- PASSAGE
▼
See all MNHQ comments on this thread

Mumsnet Says They Are Trans Friendly; What do you think?

790 replies

Nightinghawk · 03/03/2021 15:22

I’m coming over from Twitter since @/MumsnetTowers has encouraged people to join, promising that they would not ban people for using the word “cis” and also that they think “Campaigning against trans people’s existing human rights and legal protections is transphobic” is “an interesting question and a debate [they’d] welcome seeing on the boards.” When asked if they believe that trans women are women, trans men are men, and nonbinary people are nonbinary, they responded with “We believe adults have a right to say what they think about matters of active public debate.” However, they do say they do not tolerate hate speech, malicious content, sweeping negative generalizations, derogatory or aggressive content on their site.
▲
- DATASET CONTENT
▼
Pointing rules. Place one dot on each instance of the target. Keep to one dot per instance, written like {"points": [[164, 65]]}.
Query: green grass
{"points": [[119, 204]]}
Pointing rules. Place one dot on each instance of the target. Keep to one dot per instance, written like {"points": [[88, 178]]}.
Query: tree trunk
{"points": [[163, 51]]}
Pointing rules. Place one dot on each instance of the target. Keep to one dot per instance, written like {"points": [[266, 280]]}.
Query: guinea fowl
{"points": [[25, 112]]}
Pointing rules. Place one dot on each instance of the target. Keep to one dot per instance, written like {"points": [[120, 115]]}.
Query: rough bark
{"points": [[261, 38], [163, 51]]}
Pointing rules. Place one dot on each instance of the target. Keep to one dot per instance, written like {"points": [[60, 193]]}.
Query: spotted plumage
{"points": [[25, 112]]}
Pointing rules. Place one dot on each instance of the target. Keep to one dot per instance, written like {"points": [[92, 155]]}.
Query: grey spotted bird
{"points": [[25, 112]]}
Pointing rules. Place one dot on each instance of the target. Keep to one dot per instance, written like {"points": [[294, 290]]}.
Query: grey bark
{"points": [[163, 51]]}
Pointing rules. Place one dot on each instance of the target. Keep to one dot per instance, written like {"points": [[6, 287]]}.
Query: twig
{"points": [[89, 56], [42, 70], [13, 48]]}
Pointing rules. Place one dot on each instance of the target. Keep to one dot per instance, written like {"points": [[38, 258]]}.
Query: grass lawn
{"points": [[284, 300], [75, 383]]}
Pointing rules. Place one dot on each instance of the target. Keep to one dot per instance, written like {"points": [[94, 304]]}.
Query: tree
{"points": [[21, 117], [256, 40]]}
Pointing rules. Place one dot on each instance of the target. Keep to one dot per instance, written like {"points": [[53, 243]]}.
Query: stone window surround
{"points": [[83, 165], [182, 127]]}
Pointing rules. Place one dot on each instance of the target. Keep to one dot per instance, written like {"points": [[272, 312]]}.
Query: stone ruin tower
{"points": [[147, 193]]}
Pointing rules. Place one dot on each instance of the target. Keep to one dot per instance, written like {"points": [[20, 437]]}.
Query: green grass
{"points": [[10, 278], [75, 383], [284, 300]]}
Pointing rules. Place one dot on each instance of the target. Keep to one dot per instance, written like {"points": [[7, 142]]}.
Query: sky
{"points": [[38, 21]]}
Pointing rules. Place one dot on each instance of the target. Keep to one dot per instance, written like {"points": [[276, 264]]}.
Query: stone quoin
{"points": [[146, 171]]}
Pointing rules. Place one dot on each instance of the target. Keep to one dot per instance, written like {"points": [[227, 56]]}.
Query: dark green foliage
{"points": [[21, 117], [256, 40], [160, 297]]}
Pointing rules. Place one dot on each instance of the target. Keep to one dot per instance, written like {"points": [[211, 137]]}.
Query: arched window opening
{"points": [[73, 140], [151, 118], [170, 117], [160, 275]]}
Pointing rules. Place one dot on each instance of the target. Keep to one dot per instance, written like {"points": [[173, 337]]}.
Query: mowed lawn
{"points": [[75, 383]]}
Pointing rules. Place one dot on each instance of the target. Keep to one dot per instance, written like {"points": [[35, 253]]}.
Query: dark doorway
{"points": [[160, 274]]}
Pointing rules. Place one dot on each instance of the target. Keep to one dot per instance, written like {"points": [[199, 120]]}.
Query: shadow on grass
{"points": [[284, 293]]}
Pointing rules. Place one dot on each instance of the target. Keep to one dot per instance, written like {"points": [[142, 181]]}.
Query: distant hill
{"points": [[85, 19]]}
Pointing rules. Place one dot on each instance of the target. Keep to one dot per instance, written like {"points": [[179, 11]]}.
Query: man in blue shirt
▲
- REQUIREMENT
Please continue the forum post about Mumsnet's trans policy from where it stops.

- WRITTEN RESPONSE
Given the conflicting messages I’ve seen from them in the past, and the fact that they to this day think campaigns against trans people’s rights could in any way not be transphobic and their hesitance to affirm trans people’s autonomy in our self-description and our gender(s), I’m hesitant to believe that Mumsnet the site is actually trans friendly. I mean this as no disrespect to the mod team or others in position of authority; it is merely my opinion (and lived experiences) that any online forum that doesn’t immediately consider campaigns against trans people’s rights as transphobic tend to have (accidentally or otherwise) cultivated a transphobic customer base on their forums. I say this as a trans person who has been leveled all kinds of harassment in a variety of online forums, where those which had not condemned transphobia had immensely more transphobia in quantity and in vitriol.

All this is to say, I’d like to hear your (Mumsnet’s users’) opinions on the matter. Is Mumsnet really a trans friendly space? Do you believe that advocating against trans people’s existing rights is transphobic or anti-trans? Do you think these existing rights for trans people are “interesting” enough for “debate”? Do you think the term cis should be censored? Am I safe asking for/providing advice here as a trans person? Why? Why not?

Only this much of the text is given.